### REQUIRED WORK
Return each line below that contains the string "motorcycle". Case counts, so match capital and lowercase letters as given.

### AVAILABLE DATA
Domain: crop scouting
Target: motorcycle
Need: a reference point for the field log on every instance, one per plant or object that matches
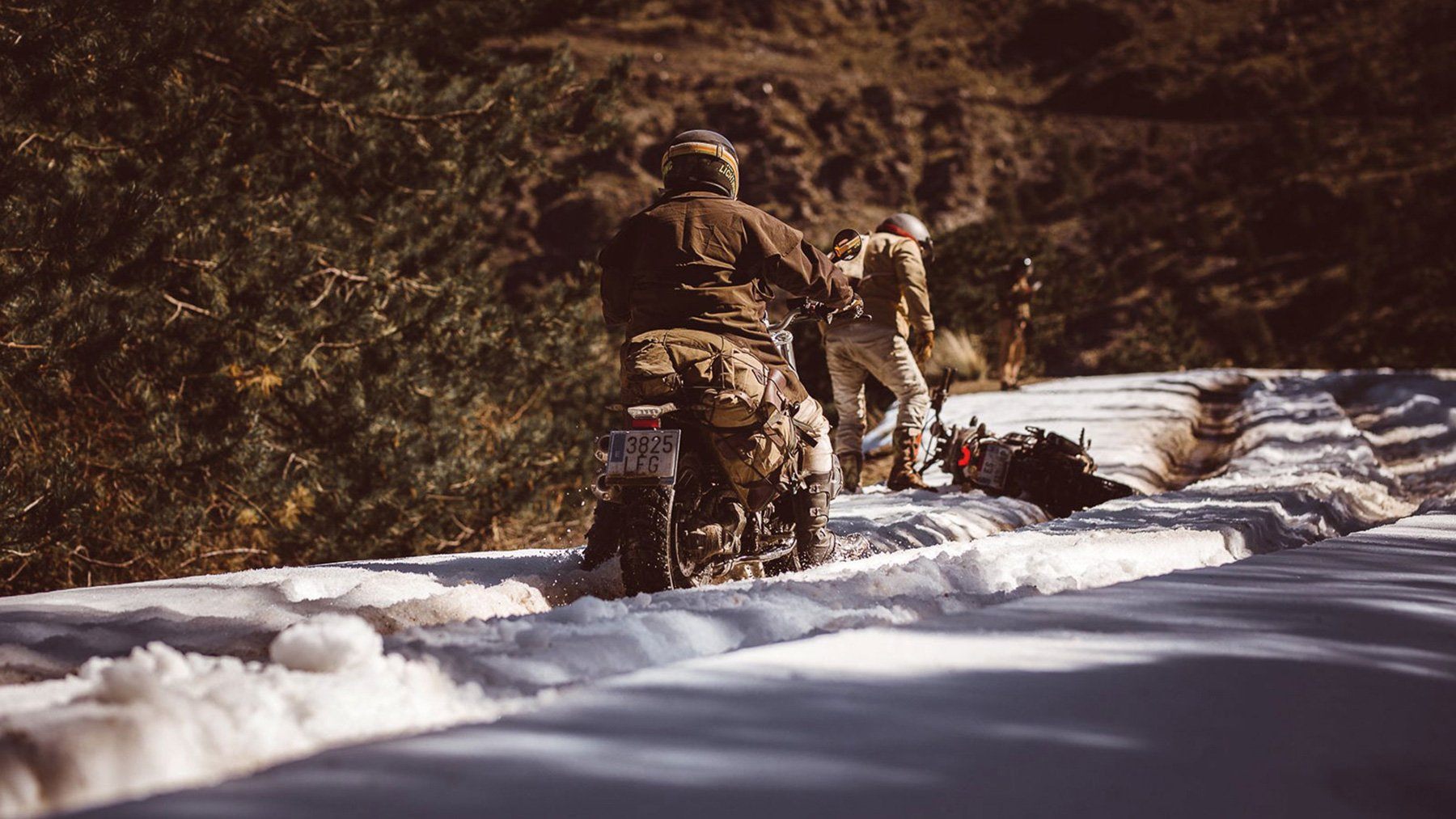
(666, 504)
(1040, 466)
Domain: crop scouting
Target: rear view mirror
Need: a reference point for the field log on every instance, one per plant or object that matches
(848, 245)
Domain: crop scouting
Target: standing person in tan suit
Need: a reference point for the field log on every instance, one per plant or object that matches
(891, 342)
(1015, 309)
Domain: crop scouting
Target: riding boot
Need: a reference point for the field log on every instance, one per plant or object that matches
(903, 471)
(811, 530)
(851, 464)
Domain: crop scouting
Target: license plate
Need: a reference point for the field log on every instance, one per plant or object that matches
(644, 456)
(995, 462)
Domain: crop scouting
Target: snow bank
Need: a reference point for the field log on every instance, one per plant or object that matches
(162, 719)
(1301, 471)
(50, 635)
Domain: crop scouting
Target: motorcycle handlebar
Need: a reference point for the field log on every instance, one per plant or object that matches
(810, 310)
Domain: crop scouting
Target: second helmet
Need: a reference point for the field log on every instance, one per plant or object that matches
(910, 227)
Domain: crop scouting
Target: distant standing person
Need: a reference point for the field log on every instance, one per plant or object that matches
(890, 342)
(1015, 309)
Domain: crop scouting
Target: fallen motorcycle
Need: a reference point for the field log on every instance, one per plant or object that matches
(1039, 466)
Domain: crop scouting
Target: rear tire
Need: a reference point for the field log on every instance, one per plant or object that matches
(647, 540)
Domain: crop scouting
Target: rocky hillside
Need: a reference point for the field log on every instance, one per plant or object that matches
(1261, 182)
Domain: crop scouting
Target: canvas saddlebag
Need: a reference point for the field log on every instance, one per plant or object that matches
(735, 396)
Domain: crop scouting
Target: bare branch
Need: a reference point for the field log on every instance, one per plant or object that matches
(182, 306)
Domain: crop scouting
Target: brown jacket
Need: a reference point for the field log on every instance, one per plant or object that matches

### ANSWER
Target: motorcycle
Target: motorcycle handlebar
Target: fallen motorcycle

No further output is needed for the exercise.